■ **Exercise requirements**:
(1) In the error-correcting codes page, which publisher is listed for the book A First Course in Coding Theory?
(2) Transcribe the part of the error-correcting codes page starting at "Introduction to error-correcting" and ending at "Computing Science Series.".

## START Document excerpt

Introduction to error-correcting codes#

FCCT 1990 Hill, Raymond. A First Course in Coding Theory. Clarendon Press: Oxford Applied Mathematics and Computing Science Series.


Programming Environment#

Hide code cell source
import numpy  as np
import pandas as pd

import matplotlib        as mpl
import matplotlib.pyplot as plt
plt.style.use('ggplot');
plt.rcParams.update({'text.usetex' : True});
%matplotlib inline

from   collections import defaultdict
from   itertools   import combinations,product
import itertools

from typing import Set

from IPython.display import display, Math

from   datetime import datetime as d
import locale                   as l
import platform                 as p
import sys                      as s

pad = 20
print(f"{'Executed'.upper():<{pad}}: {d.now()}")
print()
print(f"{'Platform'   :<{pad}}: "
      f"{p.mac_ver()[0]} | "
      f"{p.system()} | "
      f"{p.release()} | "
      f"{p.machine()}")

## END Document excerpt
## START Rows

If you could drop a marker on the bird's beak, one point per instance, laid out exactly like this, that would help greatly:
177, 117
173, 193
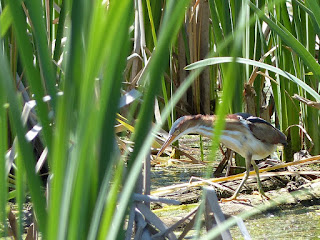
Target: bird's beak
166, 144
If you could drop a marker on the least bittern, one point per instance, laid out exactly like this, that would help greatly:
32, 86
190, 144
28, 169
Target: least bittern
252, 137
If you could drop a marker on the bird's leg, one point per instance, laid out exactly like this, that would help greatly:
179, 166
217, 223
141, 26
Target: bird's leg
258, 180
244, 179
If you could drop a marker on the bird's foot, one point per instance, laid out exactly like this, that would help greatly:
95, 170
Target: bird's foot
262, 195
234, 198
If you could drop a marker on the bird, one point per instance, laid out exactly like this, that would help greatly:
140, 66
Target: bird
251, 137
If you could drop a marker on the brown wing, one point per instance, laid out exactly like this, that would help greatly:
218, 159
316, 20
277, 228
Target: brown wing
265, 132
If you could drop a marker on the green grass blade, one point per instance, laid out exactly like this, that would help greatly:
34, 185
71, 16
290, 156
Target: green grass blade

## END Rows
## START Rows

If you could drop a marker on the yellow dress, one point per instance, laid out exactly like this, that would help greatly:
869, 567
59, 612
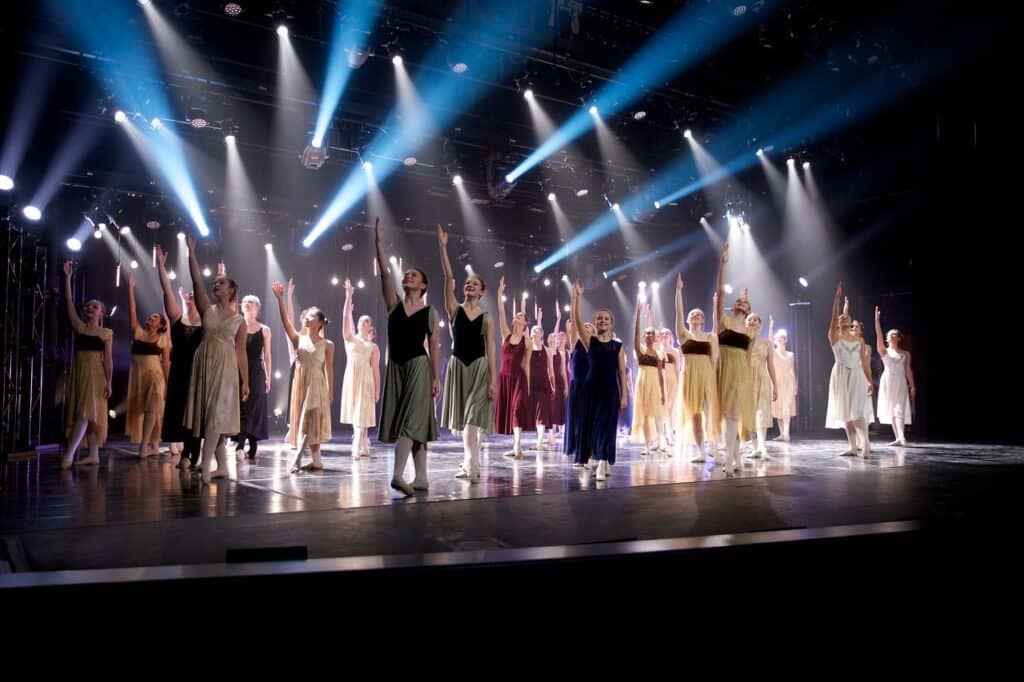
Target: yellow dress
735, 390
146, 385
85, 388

## END Rows

■ **Final answers**:
(1) Clarendon Press

(2)
Introduction to error-correcting codes#

FCCT 1990 Hill, Raymond. A First Course in Coding Theory. Clarendon Press: Oxford Applied Mathematics and Computing Science Series.